(Region pointing data)
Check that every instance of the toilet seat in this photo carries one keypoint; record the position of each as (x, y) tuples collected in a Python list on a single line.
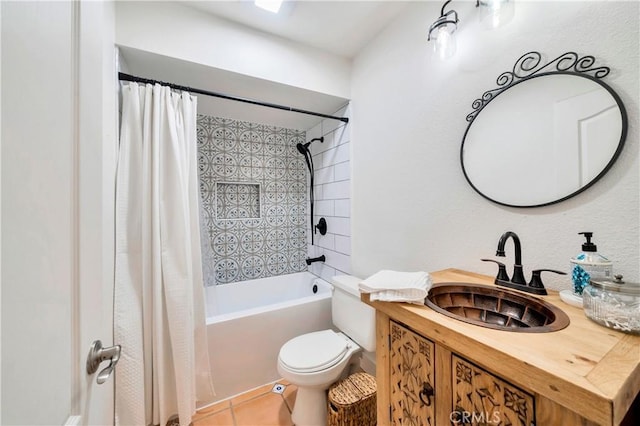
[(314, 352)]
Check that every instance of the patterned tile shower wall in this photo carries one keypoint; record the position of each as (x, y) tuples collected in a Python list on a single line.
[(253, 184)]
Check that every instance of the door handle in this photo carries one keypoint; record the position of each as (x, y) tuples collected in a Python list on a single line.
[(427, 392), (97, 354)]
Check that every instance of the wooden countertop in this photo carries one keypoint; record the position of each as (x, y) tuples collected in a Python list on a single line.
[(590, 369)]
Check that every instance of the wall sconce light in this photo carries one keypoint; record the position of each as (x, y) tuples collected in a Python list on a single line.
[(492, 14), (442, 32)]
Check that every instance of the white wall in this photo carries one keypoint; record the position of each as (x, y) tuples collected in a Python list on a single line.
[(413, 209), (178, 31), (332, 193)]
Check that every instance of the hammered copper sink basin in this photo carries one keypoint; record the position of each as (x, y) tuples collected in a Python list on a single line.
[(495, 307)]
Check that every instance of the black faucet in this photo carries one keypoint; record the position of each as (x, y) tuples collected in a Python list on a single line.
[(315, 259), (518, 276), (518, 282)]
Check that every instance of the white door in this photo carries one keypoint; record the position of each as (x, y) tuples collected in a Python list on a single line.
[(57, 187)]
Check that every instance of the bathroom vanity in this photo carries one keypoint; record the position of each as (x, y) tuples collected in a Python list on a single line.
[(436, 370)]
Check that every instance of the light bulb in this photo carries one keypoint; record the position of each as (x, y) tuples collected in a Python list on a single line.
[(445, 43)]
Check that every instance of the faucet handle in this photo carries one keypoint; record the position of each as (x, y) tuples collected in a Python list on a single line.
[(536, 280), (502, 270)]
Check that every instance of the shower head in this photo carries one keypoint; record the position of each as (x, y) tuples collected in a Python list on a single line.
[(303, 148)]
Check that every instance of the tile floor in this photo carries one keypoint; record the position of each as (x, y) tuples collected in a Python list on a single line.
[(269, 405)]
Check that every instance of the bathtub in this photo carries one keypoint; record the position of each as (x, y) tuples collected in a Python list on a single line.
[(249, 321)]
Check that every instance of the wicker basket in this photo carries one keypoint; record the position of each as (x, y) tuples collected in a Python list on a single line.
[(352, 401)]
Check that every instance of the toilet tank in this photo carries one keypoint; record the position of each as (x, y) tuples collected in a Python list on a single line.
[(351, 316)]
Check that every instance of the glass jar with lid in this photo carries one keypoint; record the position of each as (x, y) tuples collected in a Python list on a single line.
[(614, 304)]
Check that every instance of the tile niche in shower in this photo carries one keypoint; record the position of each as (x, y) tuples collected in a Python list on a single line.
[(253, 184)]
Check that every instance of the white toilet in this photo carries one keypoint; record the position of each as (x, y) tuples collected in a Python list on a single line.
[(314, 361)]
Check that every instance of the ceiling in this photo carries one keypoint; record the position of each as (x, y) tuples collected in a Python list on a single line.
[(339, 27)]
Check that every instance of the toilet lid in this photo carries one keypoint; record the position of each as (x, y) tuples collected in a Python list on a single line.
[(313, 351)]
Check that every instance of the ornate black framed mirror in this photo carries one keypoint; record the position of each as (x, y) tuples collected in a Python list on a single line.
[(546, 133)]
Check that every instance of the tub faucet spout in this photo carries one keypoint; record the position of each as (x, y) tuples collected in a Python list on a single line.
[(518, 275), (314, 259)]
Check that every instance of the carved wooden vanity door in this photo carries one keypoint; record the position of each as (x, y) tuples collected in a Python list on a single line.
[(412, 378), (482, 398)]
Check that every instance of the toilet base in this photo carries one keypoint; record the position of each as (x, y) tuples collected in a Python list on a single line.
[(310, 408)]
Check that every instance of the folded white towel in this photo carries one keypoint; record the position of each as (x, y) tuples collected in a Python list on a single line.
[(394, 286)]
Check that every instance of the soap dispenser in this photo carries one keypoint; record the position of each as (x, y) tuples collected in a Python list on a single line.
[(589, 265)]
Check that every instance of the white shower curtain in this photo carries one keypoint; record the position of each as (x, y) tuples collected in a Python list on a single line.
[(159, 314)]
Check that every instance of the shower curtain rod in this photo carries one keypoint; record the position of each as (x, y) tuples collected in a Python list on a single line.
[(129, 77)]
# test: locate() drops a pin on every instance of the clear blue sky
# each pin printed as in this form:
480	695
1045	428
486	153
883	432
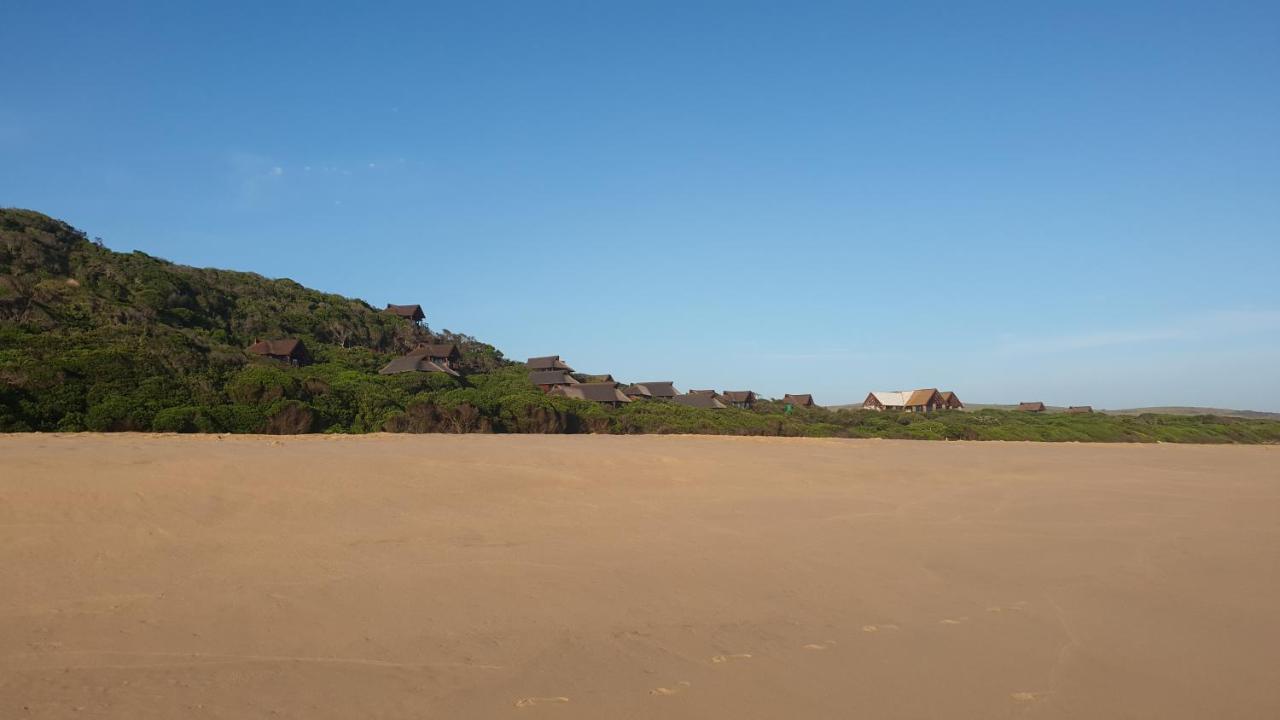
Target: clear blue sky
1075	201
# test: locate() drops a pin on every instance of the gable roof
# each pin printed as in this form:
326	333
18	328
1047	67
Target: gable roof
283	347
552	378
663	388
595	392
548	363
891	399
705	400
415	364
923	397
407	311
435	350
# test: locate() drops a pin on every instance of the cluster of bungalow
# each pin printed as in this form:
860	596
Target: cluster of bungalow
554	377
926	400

• Exercise objective:
Each entry above must be repeated word for word, minus its images.

• Exercise solution:
Check that every instance of the toilet seat in this photo carries one keypoint; record the position of each as (x, y) tuples collected in a Python list on a single line.
[(314, 352)]
Check that every instance of the patterned tile shower wall in this photo carries one keypoint; record the position of each as (x, y) tuples collected in a Python list on a single line.
[(253, 184)]
Check that every instance of the door handle in this photo carries one keypoint; record the position of each as (x, y) tuples collected in a Python list on a single line.
[(427, 392), (97, 354)]
Check that every instance of the wooden countertop in this photo carries one keypoint; record the position of each as (x, y) tuples collected in a Python list on a single line.
[(590, 369)]
Check that every instance of the wall sconce light in this photo carries one keypoint; record the position of each as (x, y) tuples collected in a Python list on a single line.
[(492, 14), (442, 32)]
Check that every instance of the white wall in this photo carries one keypoint; record the position of each as (x, y) tuples collected in a Python list on a single line.
[(413, 209), (178, 31), (332, 193)]
Check that every instance of the hammered copper sink basin in this photo carries one keypoint; record the position of each as (x, y) tuples collected in a Python list on a single line.
[(495, 307)]
Check that every instance of the black faucet in this photo carries one keypoint; record the position of each as (x, y) tuples collected in a Python list on a single line.
[(315, 259), (518, 276), (518, 282)]
Check that every instance of the white door in this photo carries one keypoint; record the position of each as (x, y) tuples collected in a Python list on a single line.
[(57, 187)]
Check that every instance of the bathroom vanity in this photo carries one keypoint; record the position of each as (x, y) tuples collected in a Python list on a single line.
[(436, 370)]
Check that every instance of the light bulb in this photo carries one keypoint; record the position of each as (x, y) tuples collected in a Python list on a single line.
[(445, 43)]
Check that every instance of the faucet handle in this photo carries one keypoint; record the position of each as (x, y) tuples collected in a Python list on a single line.
[(536, 280), (502, 270)]
Check that every instance of the shower head in this photo carries one keypoint; record the position of each as (x, y) tuples collected in a Python list on a single line.
[(303, 148)]
Check that every instance of the tile floor in this photo carries one keypoint; record the position of each as (x, y) tuples collected in a Python list on a single line.
[(269, 405)]
Check that every instance of the bathtub in this photo carries one keypoint; record the position of each as (x, y) tuples collected in a Python list on a single line.
[(249, 321)]
Check that every instance of the wicker basket in this photo carries one keypoint; record the position of each as (x, y) tuples collected in a Python list on a single line.
[(352, 401)]
Check that every instance of the toilet tank in this photo carries one keypoint; record the position of each as (x, y) tuples collected in a Python list on a single line.
[(351, 316)]
Check that every instance of the glass jar with lid in this photo carries one keypoint; record the position of each as (x, y) tuples collected in a Python list on a single line.
[(614, 304)]
Check that every instance of the tile niche in shower in this photo carries one keypoint; record the position of each as (x, y) tuples collected in a Python list on a single line.
[(253, 184)]
Check that every instance of the white toilet in this photo carries one keypoint; record the position of each as (x, y) tuples collected in a Python list on a single line.
[(314, 361)]
Check that every instance of the ceiling in this photo carries one keypoint; record the position of each as (x, y) tuples collected in a Python list on a single line.
[(339, 27)]
Check that every instance of the toilet lid in this photo carries one keypoint; record the position of each as (x, y) tuples collected in a Python list on a single line.
[(313, 351)]
Check that every instance of the ornate black framed mirror in this photo carries one keypoint; record the position of each as (x, y) tuples collected in a Python list on a single line.
[(546, 133)]
Check that every instance of the tub faucet spout in this photo carries one keypoint; record the position of each as (x, y) tuples collected in a Python list on a single line.
[(518, 275), (314, 259)]
Check that every instance of the carved wooden vanity door in this photo carries one keypoint; record the position of each as (x, y) tuples collected in a Python list on a single line.
[(412, 378), (482, 398)]
Check that every instance of the toilet base in this photo carries one keypoint; record the position of each as (x, y) tuples collected in a Python list on a single line.
[(310, 408)]
Check that every instance of the folded white towel in this photo carries one keypoint; record the position of each as (x, y) tuples collected in a Python list on a single line.
[(394, 286)]
Check that every instance of the soap dispenser in this photo carries one keypoint; record the position of each as (x, y) tuples collected in a Python list on a single line.
[(589, 265)]
Check that every instance of the white shower curtain in this photo carries one keypoint; record the position of each as (x, y) tuples collected in a Python list on a single line.
[(159, 314)]
Check that every instance of the shower curtain rod in this photo carries one keypoint; record the position of each as (x, y) tuples collected in a Python list on a single line.
[(129, 77)]
# test: locate() drops a pin on every instance of the clear blue sky
# each pin printed as in this form:
480	695
1045	428
486	153
883	432
Target: clear blue sky
1075	201
# test: locate() drops a pin on every instance of the gable roof
# each pin printed as in this form:
326	333
18	328
1047	67
Target: gable roof
283	347
552	378
663	388
595	392
548	363
891	399
705	400
415	364
923	397
407	311
435	350
# test: locate() drops a pin on every instance of the cluster of bungalow
# each pin printed as in this form:
860	596
Target: cluster of bungalow
554	377
926	400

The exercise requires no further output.